KUTIPAN PILIHAN
···
Dua kasus kekerasan seksual yang jadi sorotan baru-baru ini, yang satu melibatkan pengasuh pesantren di Jombang dan yang satu lagi pejabat Papua, kembali lagi mengingatkan kita akan realitas kejam kehidupan kaum perempuan. Kenyataan kalau pelaku adalah “tokoh masyarakat” memberi kontras yang tajam akan ketimpangan relasi kuasa (power imbalance) antara pelaku dan korban. Ini diperparah oleh ketidakseriusan kepolisian – ataupun masyarakat umumnya – dalam menanggapi laporan kekerasan seksual.
Sudah menjadi pengetahuan umum kalau korban kekerasan seksual kebanyakan tidak melaporkan kekerasan yang mereka alami karena besarnya rintangan yang harus mereka hadapi hanya untuk didengar. Misalnya dalam kasus kekerasan seksual di pesantren Jombang, korban justru dikeluarkan dari pesantren ketika melaporkannya ke pimpinan pondok atau ayah pelaku. Lalu, ketika melaporkan ke polisi pada November tahun lalu, sampai hari ini pelaku masih melenggang bebas dan tidak ditahan untuk pemeriksaan oleh kepolisian. Pihak polisi jelas segan menyentuh lingkungan pemuka agama, terutama ketika hampir seluruh jajaran kepemimpinan pesantren Jombang membela pelaku dan menuduh korban memfitnah MSA. Tekanan sosial yang besar dari masyarakat menekan korban dan melindungi pelaku.
Begitu juga dengan kasus di Papua. Setelah pelaku dilaporkan ke polisi, dia menggunakan posisinya sebagai tokoh Papua untuk meredam kasus ini. Banyak orang menekan keluarga korban untuk “berdamai”, dengan alasan kalau ini dikuak akan merusak nama Papua, dan bahkan katanya akan merusak perjuangan Papua.
Gerakan “I Believe Her” atau “Saya Percaya Dia” merupakan respons terhadap masalah ini, bahwa laporan korban tidak hanya tidak ditanggapi serius tetapi bahkan tidak dipercaya. Ini terutama benar ketika pelaku adalah “tokoh masyarakat”, yang lebih dilihat sebagai teladan atau panutan masyarakat yang tidak mungkin melakukan tindakan senonoh, apalagi pemerkosaan. Jejaring rapat otoritas keagamaan, kultural-sosial, politik dan ekonomi bersatu padu melindungi pelaku dari kredibilitas laporan korban.
···
BARIS YANG DIBERIKAN
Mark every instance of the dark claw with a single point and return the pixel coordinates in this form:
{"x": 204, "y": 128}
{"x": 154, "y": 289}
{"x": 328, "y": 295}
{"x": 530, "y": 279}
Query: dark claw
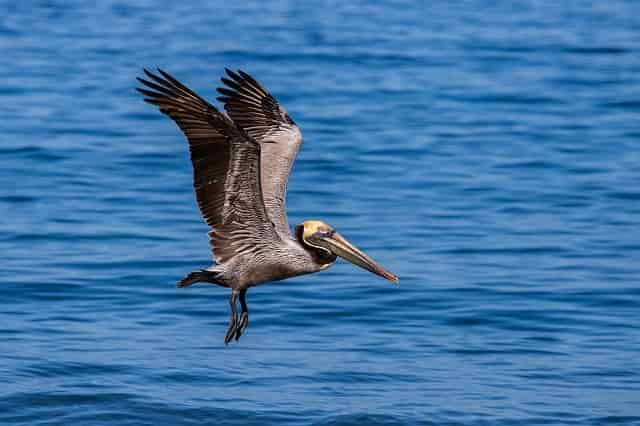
{"x": 242, "y": 324}
{"x": 231, "y": 331}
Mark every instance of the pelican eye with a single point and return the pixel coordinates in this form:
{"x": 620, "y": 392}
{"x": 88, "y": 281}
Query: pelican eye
{"x": 324, "y": 233}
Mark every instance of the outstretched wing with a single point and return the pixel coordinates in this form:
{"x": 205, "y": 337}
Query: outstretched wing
{"x": 256, "y": 111}
{"x": 226, "y": 168}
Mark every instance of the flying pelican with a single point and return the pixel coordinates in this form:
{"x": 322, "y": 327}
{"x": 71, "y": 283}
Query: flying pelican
{"x": 241, "y": 164}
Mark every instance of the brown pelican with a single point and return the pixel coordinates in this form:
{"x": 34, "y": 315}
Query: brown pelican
{"x": 241, "y": 163}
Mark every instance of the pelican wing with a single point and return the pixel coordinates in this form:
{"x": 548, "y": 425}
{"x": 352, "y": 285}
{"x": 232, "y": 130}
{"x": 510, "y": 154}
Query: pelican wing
{"x": 258, "y": 113}
{"x": 226, "y": 168}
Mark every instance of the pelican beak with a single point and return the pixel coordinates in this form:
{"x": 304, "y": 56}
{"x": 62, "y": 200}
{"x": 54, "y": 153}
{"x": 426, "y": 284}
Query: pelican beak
{"x": 343, "y": 248}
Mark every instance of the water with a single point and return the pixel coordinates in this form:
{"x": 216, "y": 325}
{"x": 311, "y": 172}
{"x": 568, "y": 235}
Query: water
{"x": 486, "y": 153}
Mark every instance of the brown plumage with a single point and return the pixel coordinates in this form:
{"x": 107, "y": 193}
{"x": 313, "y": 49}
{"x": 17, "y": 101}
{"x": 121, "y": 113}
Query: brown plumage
{"x": 241, "y": 164}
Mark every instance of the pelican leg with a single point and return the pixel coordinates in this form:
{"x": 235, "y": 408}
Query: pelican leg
{"x": 233, "y": 320}
{"x": 244, "y": 317}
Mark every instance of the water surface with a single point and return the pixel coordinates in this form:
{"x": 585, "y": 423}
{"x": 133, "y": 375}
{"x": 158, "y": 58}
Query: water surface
{"x": 486, "y": 153}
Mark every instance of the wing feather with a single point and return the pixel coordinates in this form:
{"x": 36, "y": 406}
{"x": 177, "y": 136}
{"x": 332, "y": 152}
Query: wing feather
{"x": 226, "y": 168}
{"x": 253, "y": 109}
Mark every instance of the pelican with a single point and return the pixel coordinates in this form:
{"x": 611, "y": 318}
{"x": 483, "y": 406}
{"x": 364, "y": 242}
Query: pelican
{"x": 241, "y": 163}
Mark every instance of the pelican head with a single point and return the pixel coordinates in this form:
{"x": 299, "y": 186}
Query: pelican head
{"x": 327, "y": 244}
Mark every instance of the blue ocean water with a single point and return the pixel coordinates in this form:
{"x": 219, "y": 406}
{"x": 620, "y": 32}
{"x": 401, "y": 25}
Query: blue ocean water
{"x": 486, "y": 152}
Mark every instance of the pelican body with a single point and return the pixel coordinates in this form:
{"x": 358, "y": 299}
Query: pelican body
{"x": 241, "y": 163}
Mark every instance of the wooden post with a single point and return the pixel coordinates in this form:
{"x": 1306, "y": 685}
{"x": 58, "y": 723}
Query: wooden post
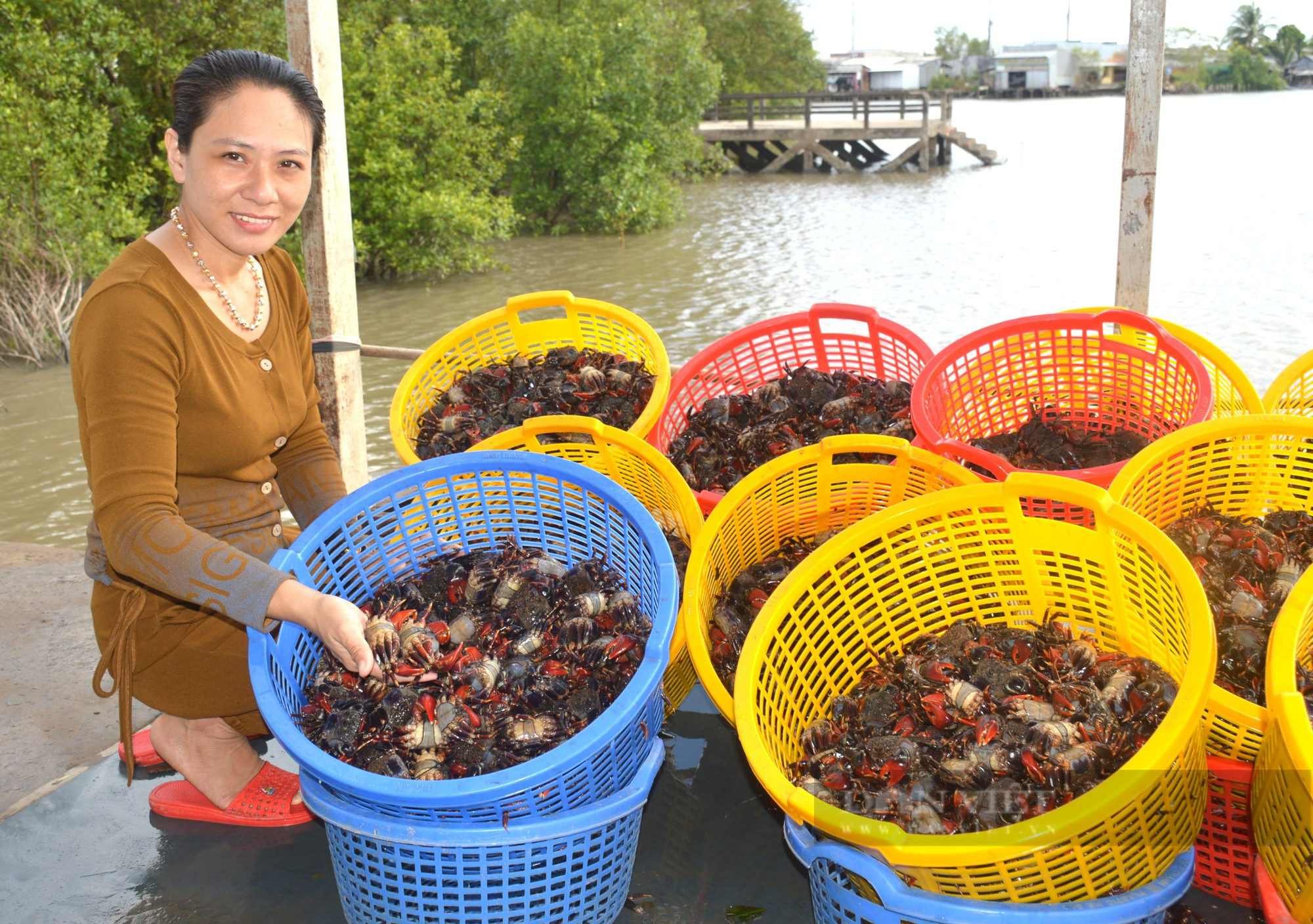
···
TUJUAN LATIHAN
Menurut kutipan tentang kasus kekerasan seksual, apa yang dialami korban di pesantren Jombang setelah melapor ke pimpinan pondok atau ayah pelaku?

JAWABAN AKHIR
Korban justru dikeluarkan dari pesantren.